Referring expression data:
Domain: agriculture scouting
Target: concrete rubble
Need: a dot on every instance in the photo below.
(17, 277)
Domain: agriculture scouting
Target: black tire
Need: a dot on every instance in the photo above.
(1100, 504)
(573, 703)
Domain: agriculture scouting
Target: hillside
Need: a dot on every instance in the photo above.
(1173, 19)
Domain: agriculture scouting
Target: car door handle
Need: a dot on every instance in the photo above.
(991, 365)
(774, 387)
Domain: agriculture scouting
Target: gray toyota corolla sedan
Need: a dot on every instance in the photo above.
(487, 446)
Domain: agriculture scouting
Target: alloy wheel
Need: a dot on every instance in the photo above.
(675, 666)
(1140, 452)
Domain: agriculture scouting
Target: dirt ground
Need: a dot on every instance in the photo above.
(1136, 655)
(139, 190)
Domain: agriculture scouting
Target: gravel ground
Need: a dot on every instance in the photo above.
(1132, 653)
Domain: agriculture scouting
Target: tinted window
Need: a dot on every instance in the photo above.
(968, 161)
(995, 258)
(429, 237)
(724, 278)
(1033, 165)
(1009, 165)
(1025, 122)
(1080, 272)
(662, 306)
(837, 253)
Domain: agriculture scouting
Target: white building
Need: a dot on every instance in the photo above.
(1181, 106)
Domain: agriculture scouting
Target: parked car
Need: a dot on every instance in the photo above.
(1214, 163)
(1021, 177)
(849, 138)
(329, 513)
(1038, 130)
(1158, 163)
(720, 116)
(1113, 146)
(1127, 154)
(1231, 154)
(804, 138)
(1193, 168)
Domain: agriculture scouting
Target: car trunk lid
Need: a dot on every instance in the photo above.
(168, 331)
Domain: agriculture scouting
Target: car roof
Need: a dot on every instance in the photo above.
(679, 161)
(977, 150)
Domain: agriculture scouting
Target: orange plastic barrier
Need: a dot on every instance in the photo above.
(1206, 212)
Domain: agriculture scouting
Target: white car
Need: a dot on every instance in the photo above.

What is required: Nothing in the entries may be left out; each line is to be output exactly.

Answer section:
Domain: agriculture scouting
Target: concrete rubble
Need: a dot on every instance in the photo below.
(17, 277)
Domain: agriculture scouting
Target: black tire
Need: a dot on every instance in the photo above.
(1100, 504)
(573, 703)
Domain: agriculture scouting
Target: hillside
Need: a dot on every instance in the photo above.
(1173, 19)
Domain: agriculture scouting
Target: car door handle
Need: a dot on every instance in the photo above.
(991, 365)
(774, 387)
Domain: agriculture scouting
Target: gray toyota corolla sedan
Need: a dot on every instance in the photo above.
(487, 446)
Domain: agriculture scouting
Target: alloy wheel
Need: a dot on every instance in the photo above.
(675, 666)
(1140, 452)
Domain: agriculture scouting
Target: dirt ground
Need: a dot on every instance in the photo above.
(1136, 655)
(139, 190)
Domain: agriculture scouting
Target: gravel ground
Need: a dot on every instance in the photo above.
(1132, 653)
Domain: agriculture scouting
Target: tinted window
Need: a dot on every instance in the photo above.
(968, 161)
(995, 258)
(429, 237)
(724, 278)
(1033, 165)
(1009, 165)
(1025, 122)
(1080, 272)
(662, 306)
(837, 253)
Domain: agriculture scouting
Target: white building
Need: a dot on every instance in the photo above.
(1181, 106)
Domain: agriculture scouting
Target: parked car
Need: a dot on every instance in the photo above.
(1214, 163)
(1021, 177)
(849, 138)
(329, 513)
(1038, 130)
(1158, 163)
(720, 116)
(1113, 146)
(1127, 154)
(1231, 154)
(804, 138)
(1193, 168)
Domain: agriculture scouting
Target: car trunk lid
Need: a dot on every instance in the photo above.
(168, 331)
Domain: agriculture scouting
Target: car roof
Need: a dot on every instance in the photo above.
(679, 161)
(977, 150)
Domain: agriculture scouting
Target: orange plastic barrier
Need: a dot on every instance in the photo above.
(1206, 212)
Domain: agriculture scouting
Target: white car
Need: a dot on every instance in the photo above.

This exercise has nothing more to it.